--- Start of Supplied passage ---
Tuesday night could have been the beginning of the end for Joe Biden. Forecasters said the US midterm election would deliver a red wave – a “tsunami” even. In the event, it was an average ripple by the standards of past midterms. Whatever the final tally, which could take days to verify, Biden has avoided the shellacking that befell both Barack Obama and Bill Clinton, his two Democratic predecessors. In today’s bleakly polarised America, that qualifies as a win.
What is good for Biden is bad for Donald Trump, whose continued grip on the Republican Party explains its failure to close the sale with voters. By all other measures – Biden’s low approval ratings and voter angst about galloping inflation and rising crime – Republicans should have swept both chambers of Congress and many more state governorships. Prior to Tuesday, incumbent presidents’ parties have lost ground in 36 of the 39 midterm elections to have been held since the American civil war.
--- End of Supplied passage ---
- What you are asked to do:
Please answer these from the midterm election passage above:
(a) What did forecasters say the midterm election would deliver?
(b) Which two Democratic predecessors of Biden suffered the shellacking he avoided?
(c) Before Tuesday, in how many of the 39 midterm elections since the American civil war had incumbent presidents' parties lost ground?
--- Start of Data excerpt ---
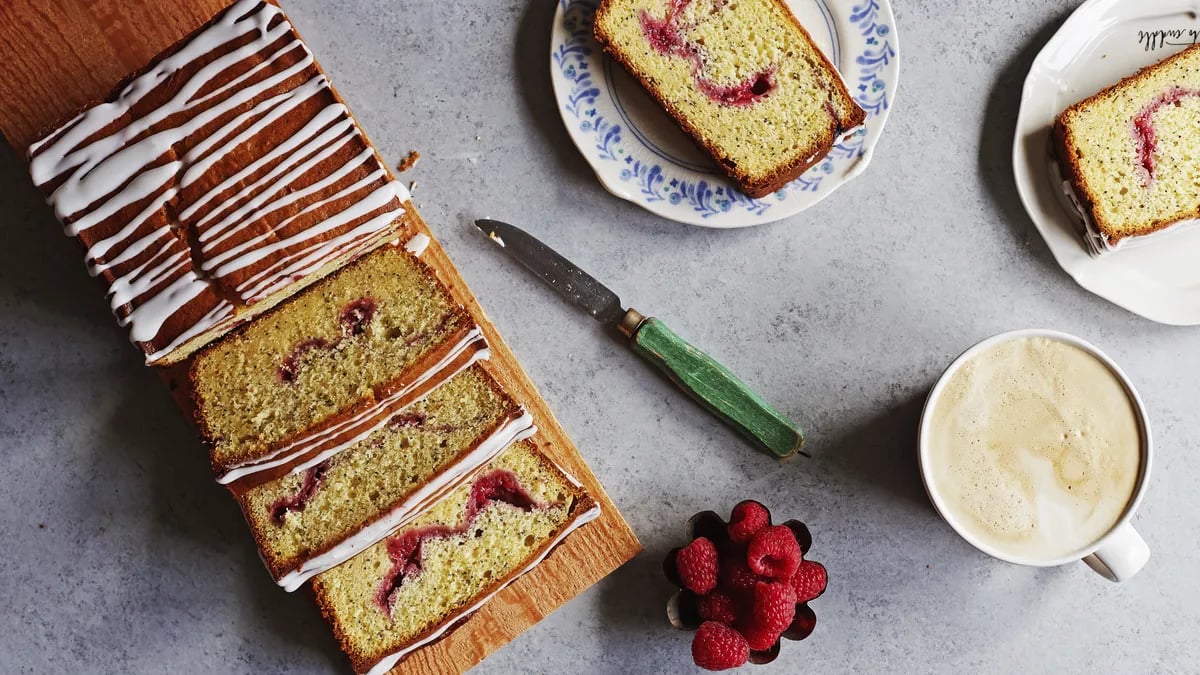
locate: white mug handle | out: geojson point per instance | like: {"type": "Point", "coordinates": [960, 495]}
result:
{"type": "Point", "coordinates": [1121, 556]}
--- End of Data excerpt ---
- Worked answer:
(a) A red wave, even a "tsunami."
(b) Barack Obama and Bill Clinton.
(c) 36.